**WHAT YOU HAVE TO DO:** Only the lines running from the line with "Format = x=X" to the end of the records below belong in the answer, each copied exactly.

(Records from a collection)
※ ※ ※

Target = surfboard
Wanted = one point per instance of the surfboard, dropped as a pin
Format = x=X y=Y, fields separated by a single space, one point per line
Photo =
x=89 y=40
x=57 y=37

※ ※ ※

**RESULT FOR THIS EXERCISE:**
Format = x=X y=Y, fields separated by a single space, one point per line
Photo =
x=89 y=40
x=57 y=37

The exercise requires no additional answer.